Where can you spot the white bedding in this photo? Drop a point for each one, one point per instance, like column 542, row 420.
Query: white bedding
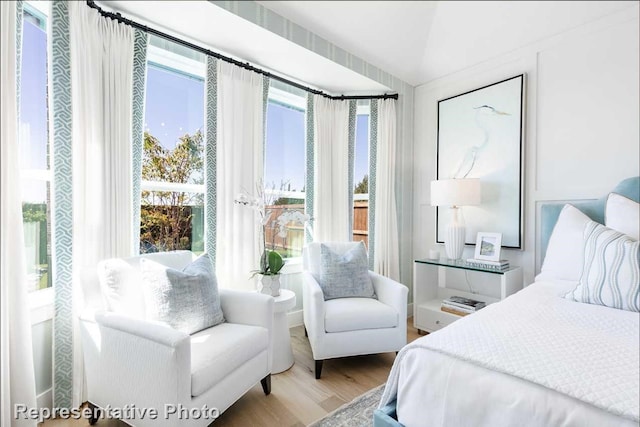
column 533, row 360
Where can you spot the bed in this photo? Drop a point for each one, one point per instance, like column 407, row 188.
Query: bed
column 536, row 358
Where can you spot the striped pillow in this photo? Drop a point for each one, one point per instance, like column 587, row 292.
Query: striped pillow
column 611, row 271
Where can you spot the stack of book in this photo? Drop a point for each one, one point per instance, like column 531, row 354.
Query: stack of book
column 501, row 265
column 461, row 306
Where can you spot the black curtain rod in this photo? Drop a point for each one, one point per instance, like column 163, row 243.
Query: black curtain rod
column 118, row 17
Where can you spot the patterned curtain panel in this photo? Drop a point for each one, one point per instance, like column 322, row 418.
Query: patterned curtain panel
column 62, row 253
column 17, row 375
column 92, row 63
column 353, row 105
column 240, row 164
column 309, row 170
column 140, row 44
column 385, row 225
column 211, row 142
column 331, row 192
column 373, row 158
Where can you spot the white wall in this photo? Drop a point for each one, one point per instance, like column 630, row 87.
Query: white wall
column 581, row 122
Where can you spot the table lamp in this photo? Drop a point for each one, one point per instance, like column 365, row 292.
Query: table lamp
column 455, row 193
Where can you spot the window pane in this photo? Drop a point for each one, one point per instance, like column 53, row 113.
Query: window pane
column 171, row 221
column 173, row 153
column 34, row 151
column 285, row 148
column 361, row 180
column 33, row 98
column 284, row 174
column 35, row 214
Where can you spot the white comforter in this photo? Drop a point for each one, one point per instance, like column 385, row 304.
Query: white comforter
column 566, row 363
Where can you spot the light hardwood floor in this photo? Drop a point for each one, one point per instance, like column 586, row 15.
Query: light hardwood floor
column 297, row 398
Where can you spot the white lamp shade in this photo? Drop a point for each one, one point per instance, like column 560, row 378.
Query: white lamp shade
column 455, row 192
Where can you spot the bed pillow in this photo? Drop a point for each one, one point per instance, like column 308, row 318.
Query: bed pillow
column 346, row 275
column 623, row 215
column 564, row 258
column 611, row 272
column 186, row 300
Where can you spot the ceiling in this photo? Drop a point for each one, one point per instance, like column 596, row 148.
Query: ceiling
column 417, row 41
column 210, row 26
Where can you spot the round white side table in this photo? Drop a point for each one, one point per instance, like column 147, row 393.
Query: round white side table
column 282, row 353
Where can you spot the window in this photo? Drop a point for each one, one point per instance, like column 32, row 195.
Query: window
column 284, row 171
column 35, row 150
column 172, row 200
column 361, row 175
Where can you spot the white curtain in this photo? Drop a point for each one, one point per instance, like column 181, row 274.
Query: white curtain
column 101, row 81
column 240, row 157
column 17, row 376
column 386, row 250
column 331, row 184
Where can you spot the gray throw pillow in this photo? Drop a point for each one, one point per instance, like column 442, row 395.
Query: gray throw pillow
column 186, row 300
column 346, row 275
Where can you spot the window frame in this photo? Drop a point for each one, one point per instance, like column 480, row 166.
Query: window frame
column 40, row 301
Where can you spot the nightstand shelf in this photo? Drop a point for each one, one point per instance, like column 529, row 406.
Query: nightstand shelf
column 429, row 289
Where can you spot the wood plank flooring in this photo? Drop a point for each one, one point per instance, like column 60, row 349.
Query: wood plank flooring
column 297, row 398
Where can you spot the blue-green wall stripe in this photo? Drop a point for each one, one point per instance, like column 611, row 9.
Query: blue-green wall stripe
column 137, row 126
column 373, row 158
column 211, row 169
column 309, row 169
column 62, row 260
column 351, row 158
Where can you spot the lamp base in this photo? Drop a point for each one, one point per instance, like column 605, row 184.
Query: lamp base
column 455, row 235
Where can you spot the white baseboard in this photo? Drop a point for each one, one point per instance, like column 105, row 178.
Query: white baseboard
column 45, row 399
column 294, row 318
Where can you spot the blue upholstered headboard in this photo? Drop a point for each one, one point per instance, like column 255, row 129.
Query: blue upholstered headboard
column 594, row 209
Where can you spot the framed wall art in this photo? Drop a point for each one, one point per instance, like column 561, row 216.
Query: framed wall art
column 480, row 135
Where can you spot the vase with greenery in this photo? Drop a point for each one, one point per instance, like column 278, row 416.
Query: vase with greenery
column 271, row 261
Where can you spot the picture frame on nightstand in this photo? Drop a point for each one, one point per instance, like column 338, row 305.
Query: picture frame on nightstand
column 488, row 246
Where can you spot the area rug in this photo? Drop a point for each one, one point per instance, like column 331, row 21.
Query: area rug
column 357, row 413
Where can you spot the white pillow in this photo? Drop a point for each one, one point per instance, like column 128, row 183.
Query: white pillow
column 623, row 215
column 120, row 287
column 564, row 257
column 187, row 299
column 611, row 273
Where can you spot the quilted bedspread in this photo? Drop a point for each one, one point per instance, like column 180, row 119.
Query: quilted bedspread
column 587, row 352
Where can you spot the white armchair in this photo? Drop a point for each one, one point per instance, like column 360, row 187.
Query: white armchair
column 351, row 326
column 131, row 361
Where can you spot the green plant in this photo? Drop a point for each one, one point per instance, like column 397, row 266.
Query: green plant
column 271, row 263
column 262, row 203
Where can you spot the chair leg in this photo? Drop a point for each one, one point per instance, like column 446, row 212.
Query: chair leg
column 95, row 413
column 266, row 385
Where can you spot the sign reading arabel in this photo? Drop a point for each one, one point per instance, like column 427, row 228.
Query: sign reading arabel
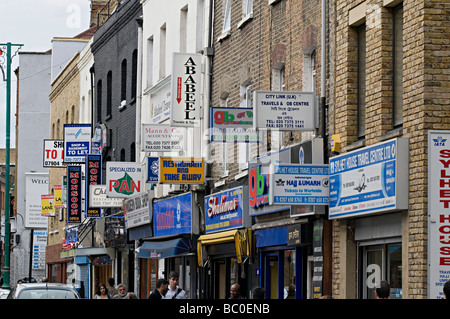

== == ==

Given exercise
Copy out all of the lines above with each "photo" replaced by "image", changing nothing else. Leave the pictures out.

Solution to this task
Where can you spot the white bedding in this image? Drop a point for each one, one point per instance, like column 542, row 420.
Query: white bedding
column 533, row 360
Where can you spot the bed in this image? Drop a point for each one, one point per instance, like column 407, row 188.
Query: bed
column 536, row 358
Where can you spot the striped pillow in this image? Drop a point for each one, one point per instance, like column 587, row 292.
Query: striped pillow
column 611, row 271
Where can you spot the stack of book in this image? Drop a point for each one, one point per instance, like column 531, row 354.
Query: stack of book
column 501, row 265
column 461, row 306
Where can you spot the black curtain rod in this image? Drop a point for each one, one point per instance, like column 163, row 243.
Query: black curtain rod
column 118, row 17
Where can you spot the patterned curtain panel in this image? Drop a point for each one, one point per instance, like column 322, row 418.
Query: patterned curtain panel
column 62, row 253
column 17, row 375
column 92, row 63
column 353, row 105
column 240, row 164
column 309, row 170
column 140, row 44
column 385, row 225
column 211, row 142
column 331, row 192
column 373, row 158
Where can you spot the white wall in this image? Drop a point for each one, one point per instance, like column 630, row 87.
Query: white wall
column 581, row 122
Where can you spot the table lamp in this image? Drop a point for each one, one point per instance, like column 365, row 292.
Query: table lamp
column 455, row 193
Where can you spot the window pane in this image? Drop a point for each one, one point per instance, like column 53, row 113.
Query: window pane
column 171, row 221
column 173, row 153
column 34, row 151
column 285, row 148
column 361, row 180
column 33, row 98
column 284, row 174
column 35, row 214
Where can you spot the white comforter in this image? Drop a point for each one, one point per instance, like column 385, row 304.
Query: white comforter
column 566, row 363
Where can you spot the light hardwood floor in this image? Drop a point for each one, one point per instance, like column 586, row 15.
Query: light hardwood floor
column 297, row 398
Where can you spot the white lamp shade in this image? Drop a point for each one, one point per instance, like column 560, row 378.
Query: white lamp shade
column 455, row 192
Where can you spot the bed pillow in this image? Drop a point for each one, one point per instance, like column 308, row 318.
Query: bed pillow
column 346, row 275
column 623, row 215
column 564, row 258
column 611, row 272
column 186, row 300
Where can you spot the ceiling in this image? Drop a point for each one, one point per instance, like column 596, row 148.
Query: ceiling
column 417, row 41
column 210, row 26
Where can you spot the round white side table in this image? Drop a point for each one, one point per instance, like column 147, row 393.
Query: round white side table
column 282, row 353
Where can you spot the window in this image? Drop a point for each one, one point per instance, like column 32, row 195.
Query: window
column 284, row 171
column 35, row 150
column 172, row 200
column 361, row 175
Where can you spot the white curtain in this image? Drop a point for each one, one point per instance, like column 181, row 274.
Query: white curtain
column 101, row 81
column 240, row 157
column 17, row 376
column 386, row 250
column 331, row 184
Where can you spot the gray throw pillow in this image? Drop a point for each one, one point per instance, like column 442, row 395.
Query: gray throw pillow
column 186, row 300
column 346, row 275
Where can you spot the window frame in this image? Drop a point for each one, one point per instance, like column 480, row 166.
Query: window frame
column 40, row 301
Where can you spot the nightstand shelf in this image? Drop a point for each one, one point per instance, like column 529, row 406.
Query: nightstand shelf
column 429, row 289
Where can you spot the wood plank flooring in this image? Drop a point for each one, one point per instance, like column 60, row 349.
Query: wood plank flooring
column 297, row 398
Where can you spot the blue-green wall stripe in this image? Drop a point for each one, one point per instance, like column 611, row 9.
Query: blue-green wall stripe
column 137, row 126
column 373, row 158
column 211, row 169
column 309, row 169
column 62, row 260
column 351, row 158
Where can you spot the lamp base in this image? Drop a point for each one, one point per instance, like column 605, row 184.
Query: lamp base
column 455, row 235
Where can you spot the white baseboard in this image? Drop a point for each one, one point per instance, like column 105, row 178.
Query: white baseboard
column 45, row 399
column 294, row 318
Where can you spot the blue upholstered headboard in this image? Drop a point for each one, one point per instance, like column 255, row 129.
Query: blue upholstered headboard
column 594, row 209
Where can you spot the framed wall art in this image? Drop a point for each one, one point per instance, like column 561, row 216.
Query: framed wall art
column 480, row 135
Where can you spot the vase with greenery in this image? Drop a point for each one, one point per instance, like column 278, row 416.
Query: vase with greenery
column 271, row 261
Where can you spot the picture frame on nightstand in this image? Drop a point for each one, one point per instance, like column 338, row 305.
Query: picture frame on nightstand
column 488, row 246
Where can you spot the area rug in this image? Drop a point for each one, one point per instance, like column 331, row 21.
Query: area rug
column 357, row 413
Where can you spot the white pillow in this image? Drop a point for each one, one point per instance, like column 128, row 183.
Query: white pillow
column 623, row 215
column 120, row 287
column 564, row 257
column 187, row 299
column 611, row 273
Where can you spot the quilted bedspread in this image? Drop a point for each one, one point per instance, like column 180, row 119.
Query: quilted bedspread
column 587, row 352
Where can you spot the white armchair in this image? Drop a point for each one, one point per instance, like column 360, row 187.
Query: white armchair
column 351, row 326
column 131, row 361
Where can you spot the green plant in this image? Drop a point for each one, one point per instance, like column 397, row 266.
Query: green plant
column 271, row 263
column 262, row 203
Where can you spot the chair leg in this image? Drop a point for each one, one point per instance, like column 446, row 212.
Query: chair leg
column 95, row 413
column 266, row 385
Where can you spot the sign reading arabel in this image? Drop a point for each one, one point per instance, like column 427, row 228.
Query: sign reading arabel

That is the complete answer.